• Stated exercise
List every line in the listing below that contains the word "green".

[Given entries start]

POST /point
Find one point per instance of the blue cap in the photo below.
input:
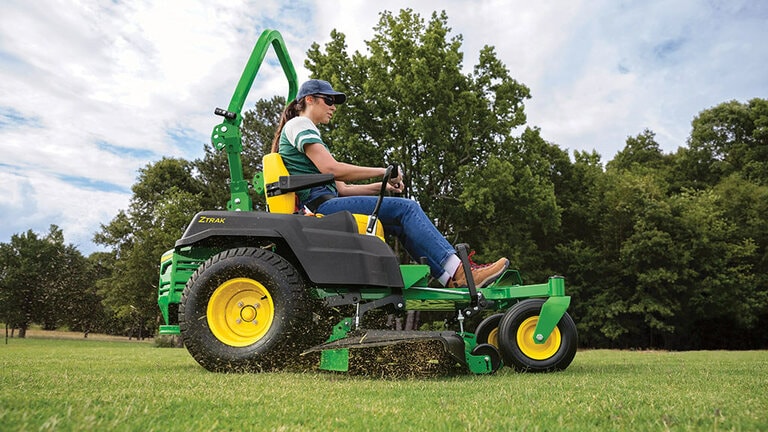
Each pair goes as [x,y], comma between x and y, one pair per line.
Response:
[320,87]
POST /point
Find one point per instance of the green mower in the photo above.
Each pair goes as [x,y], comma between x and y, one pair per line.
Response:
[253,291]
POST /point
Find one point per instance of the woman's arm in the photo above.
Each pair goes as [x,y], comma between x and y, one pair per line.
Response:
[325,162]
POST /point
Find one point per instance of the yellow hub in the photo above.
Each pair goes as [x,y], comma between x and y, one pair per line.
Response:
[533,350]
[240,312]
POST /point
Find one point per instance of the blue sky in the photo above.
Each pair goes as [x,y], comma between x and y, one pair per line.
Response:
[91,91]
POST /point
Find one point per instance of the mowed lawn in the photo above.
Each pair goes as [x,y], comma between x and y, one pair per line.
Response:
[66,384]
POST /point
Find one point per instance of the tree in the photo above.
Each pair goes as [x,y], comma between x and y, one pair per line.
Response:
[409,102]
[729,138]
[165,198]
[41,280]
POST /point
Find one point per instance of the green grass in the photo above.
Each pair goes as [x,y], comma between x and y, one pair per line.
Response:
[102,385]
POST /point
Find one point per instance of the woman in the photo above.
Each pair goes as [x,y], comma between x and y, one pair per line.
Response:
[303,151]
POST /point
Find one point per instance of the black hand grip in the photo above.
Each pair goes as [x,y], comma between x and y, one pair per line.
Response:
[224,113]
[391,171]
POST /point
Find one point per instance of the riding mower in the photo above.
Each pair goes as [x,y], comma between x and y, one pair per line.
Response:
[253,290]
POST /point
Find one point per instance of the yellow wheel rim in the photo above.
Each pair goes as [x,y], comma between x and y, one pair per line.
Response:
[493,337]
[240,312]
[533,350]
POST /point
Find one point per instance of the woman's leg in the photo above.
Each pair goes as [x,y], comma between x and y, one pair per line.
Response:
[404,218]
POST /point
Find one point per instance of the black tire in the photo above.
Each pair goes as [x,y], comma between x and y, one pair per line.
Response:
[518,348]
[488,330]
[245,310]
[493,355]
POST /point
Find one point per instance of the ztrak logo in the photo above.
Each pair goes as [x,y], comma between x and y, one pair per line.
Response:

[Given entries end]

• Task response
Find one point per instance of the green mower in the photo above.
Find one point per instance of the green grass in the photo above.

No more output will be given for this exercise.